*Task requirements*
a – Answer these from the Rheingans Sisters album review below, one answer per line, marked the same way:
(i) Who gets the credit for writing most of the tunes?
(ii) On what date did the album come out?
(iii) What name does the Songlines review give their music?
b – Carry on the Rheingans Sisters album review below, starting right after its last line.

Reading text START

They are not self-mythologising when they write about a ‘Rheingans version’ of one tune. While Anna may get the credit for writing the majority of the tunes, it is explicit that they are jointly arranged, and that there is a signature to how that sounds. Fiddles dominate, but you know that there will be drones, banjos and found instruments from the south west of France. These will create the sweetest of melodies contrasting with the harshness of strings used almost as percussion; rasping bows, calling to the dancefloor, find balm in evening serenade. They have generated a sound of their own which gives them endless possibilities and will serve them well, and that certainly has been captured by Andy Bell. But the last word of the album is the shuffle of feet on sprung wood, I would like to think recorded in some salle de fetes in the Massif Central. Roots.
What does it all *mean*?
Folk music is fecund when it recognises no international barriers, yet knows its own provenance.
Goes well with…
Dare I say, unwinding after a glut of King Crimson? Those quirky time signatures can satisfy a prog palate.
Release Date:
Came out on October 23rd, available on Bandcamp via their website.
Might suit people who like…
those who like assymetric rhythms from European dancefloors, warped through a personalised filter, coupled with a firm but never in-your-face social conscience. Yes, that’s right, basically, that’s me. I am the target audience of this album and it has found its mark. This will be my album of the year and I really don’t care whether anyone else likes it, though I suspect some here will.
Sounds good: caught the sisters at Towersey 2 years ago, and they manage a density of sound and rhythm for four hands and two voices.
Indeed sounds interesting.
Nice work, Cheshire! You’ve got me very interested to hear more. Let’s get started!
I’ve been looking at their Facebook page where they quote a Songlines review which says their music is “Scandi noir”!
“Receiver is Scandi-noir, but tinged with joy and avant-garde trad. Of course, The Rheingans Sisters have created this entrancing, enigmatic music, but it sounds as if they have, through patient attention, received it, and are now delivering this gift to us”
https://www.songlines.co.uk/review/receiver
They have a very informative website!

Reading text END
Data for analysis START

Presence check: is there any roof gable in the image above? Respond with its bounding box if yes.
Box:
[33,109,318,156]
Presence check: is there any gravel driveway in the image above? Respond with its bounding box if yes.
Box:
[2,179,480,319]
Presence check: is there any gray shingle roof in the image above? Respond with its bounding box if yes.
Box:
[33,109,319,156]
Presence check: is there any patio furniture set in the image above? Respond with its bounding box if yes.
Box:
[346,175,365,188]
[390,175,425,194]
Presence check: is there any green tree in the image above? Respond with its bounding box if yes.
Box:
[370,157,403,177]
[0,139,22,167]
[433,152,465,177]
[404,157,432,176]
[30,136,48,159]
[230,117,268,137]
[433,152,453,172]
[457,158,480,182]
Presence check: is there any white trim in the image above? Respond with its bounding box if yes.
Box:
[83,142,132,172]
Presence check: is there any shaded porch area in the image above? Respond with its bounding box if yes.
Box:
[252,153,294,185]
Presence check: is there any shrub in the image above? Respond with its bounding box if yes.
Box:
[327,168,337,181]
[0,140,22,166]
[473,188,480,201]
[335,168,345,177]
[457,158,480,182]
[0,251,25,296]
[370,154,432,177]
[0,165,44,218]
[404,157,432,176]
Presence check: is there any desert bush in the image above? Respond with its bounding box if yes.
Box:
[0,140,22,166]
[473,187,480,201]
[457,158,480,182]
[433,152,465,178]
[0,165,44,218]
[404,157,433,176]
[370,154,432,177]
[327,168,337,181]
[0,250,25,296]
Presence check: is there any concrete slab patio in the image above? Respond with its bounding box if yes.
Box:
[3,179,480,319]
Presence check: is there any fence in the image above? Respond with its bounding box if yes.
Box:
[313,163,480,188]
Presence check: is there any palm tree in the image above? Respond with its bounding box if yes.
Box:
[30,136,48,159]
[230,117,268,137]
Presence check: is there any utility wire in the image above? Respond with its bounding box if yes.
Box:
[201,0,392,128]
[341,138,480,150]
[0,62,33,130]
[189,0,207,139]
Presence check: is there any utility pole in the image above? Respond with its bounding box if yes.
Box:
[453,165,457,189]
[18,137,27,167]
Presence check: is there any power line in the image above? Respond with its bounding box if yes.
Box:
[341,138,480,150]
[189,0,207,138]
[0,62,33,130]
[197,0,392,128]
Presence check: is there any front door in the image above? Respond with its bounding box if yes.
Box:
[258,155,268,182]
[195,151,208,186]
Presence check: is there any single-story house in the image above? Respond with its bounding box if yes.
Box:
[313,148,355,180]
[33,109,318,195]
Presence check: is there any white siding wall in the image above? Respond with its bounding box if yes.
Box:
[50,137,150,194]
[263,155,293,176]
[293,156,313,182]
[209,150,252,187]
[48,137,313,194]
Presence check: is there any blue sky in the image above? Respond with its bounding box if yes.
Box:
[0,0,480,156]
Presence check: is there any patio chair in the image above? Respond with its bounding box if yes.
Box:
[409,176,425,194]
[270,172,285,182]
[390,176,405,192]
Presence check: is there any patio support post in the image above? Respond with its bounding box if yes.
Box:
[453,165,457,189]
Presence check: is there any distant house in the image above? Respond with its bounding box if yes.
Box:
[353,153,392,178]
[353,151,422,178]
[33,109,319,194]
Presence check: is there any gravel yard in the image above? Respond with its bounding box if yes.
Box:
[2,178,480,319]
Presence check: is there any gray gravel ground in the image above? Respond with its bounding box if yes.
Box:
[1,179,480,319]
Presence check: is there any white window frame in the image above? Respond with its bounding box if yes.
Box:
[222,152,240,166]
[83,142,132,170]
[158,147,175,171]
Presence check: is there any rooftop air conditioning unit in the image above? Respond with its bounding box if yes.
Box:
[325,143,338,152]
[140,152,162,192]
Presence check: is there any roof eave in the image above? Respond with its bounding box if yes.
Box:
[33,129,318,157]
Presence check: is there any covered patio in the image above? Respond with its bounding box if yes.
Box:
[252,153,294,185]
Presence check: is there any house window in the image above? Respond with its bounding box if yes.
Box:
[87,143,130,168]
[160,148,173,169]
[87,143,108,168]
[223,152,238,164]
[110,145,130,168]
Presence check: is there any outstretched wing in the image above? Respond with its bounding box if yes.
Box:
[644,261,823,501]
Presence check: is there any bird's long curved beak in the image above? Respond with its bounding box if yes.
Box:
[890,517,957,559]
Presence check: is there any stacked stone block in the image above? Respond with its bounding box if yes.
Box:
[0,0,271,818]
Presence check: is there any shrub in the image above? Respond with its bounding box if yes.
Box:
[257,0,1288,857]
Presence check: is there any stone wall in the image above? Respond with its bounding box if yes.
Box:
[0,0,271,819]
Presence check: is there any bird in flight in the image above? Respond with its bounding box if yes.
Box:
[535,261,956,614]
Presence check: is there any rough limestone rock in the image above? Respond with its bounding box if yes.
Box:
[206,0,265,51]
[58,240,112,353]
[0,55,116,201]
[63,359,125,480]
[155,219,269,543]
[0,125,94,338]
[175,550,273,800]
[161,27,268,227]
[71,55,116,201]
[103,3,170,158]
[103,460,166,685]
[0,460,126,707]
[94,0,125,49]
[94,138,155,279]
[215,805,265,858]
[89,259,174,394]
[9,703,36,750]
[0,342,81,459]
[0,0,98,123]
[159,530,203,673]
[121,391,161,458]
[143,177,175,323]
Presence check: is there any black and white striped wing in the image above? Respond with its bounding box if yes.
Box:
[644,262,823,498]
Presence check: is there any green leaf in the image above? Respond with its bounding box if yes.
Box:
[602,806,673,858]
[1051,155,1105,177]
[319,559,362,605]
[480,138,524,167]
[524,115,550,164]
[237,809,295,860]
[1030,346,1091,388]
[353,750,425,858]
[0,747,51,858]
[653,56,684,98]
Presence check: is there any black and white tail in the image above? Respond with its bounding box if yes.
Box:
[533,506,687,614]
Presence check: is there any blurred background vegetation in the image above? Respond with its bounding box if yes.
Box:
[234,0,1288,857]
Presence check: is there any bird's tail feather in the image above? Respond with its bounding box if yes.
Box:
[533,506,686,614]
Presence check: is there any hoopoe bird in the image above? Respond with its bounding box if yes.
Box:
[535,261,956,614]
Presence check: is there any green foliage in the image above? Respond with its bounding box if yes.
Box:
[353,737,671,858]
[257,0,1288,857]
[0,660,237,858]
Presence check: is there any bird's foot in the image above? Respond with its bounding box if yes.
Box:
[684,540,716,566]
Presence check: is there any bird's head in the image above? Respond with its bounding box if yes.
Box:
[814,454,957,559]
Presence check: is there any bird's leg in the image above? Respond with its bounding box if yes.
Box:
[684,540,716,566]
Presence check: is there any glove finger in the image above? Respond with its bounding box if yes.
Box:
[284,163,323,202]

Data for analysis END

*Answers by task*
a –
(i) Anna
(ii) October 23rd
(iii) Scandi-noir

b –
https://www.rheinganssisters.co.uk/biography
When they play in France they have nothing Toulouse.
Can’t let that final pun go unacknowledged, so…
arf!
Toulouse!
Nice!
…sleazy….
The Rheingans certainly got around pre-Lockdown.
Here they are in Donegal
And here is the ad for their gig in Leksand, Sweden.
And a tune with a Norwegian name and a Nordic film clip.
Inspired by the streets of Trondheim according to this Folkradio article :
https://www.folkradio.co.uk/2018/03/the-rheingans-sisters-bright-field/
@thecheshirecat really enjoyed those, however looking up the bansitar I see it is also played by Pete Coe and Martin Simpson among others.
I’ll bet you they were made by Herr Rheingans! Neither of them live so far from the Hope Valley.
Do we have any fiddlers on the Afterword?
Anna’s violin lessons do sound wonderful.
https://www.annarheingans.com/music
As does her knitting!
https://www.annarheingans.com/projects
I bought this on Bandcamp Friday and downloaded the mp3 while waiting for the CD to arrive. All good, but Blimey! That CD, received today is a proper work of art. It comes in a hard backed booklet with over 20 pages with some glorious photography and lots of detail about the songs. There is one serious amount of time and effort that has gone into producing that, let alone the music it was created to accompany
On a musical note, I’ve been impressed with Rowan’s 5-string banjo playing in concert. So I was surprised to see the majority of said instrument on this CD is performed by Anna
Missed this last Friday, shall have to wait until December.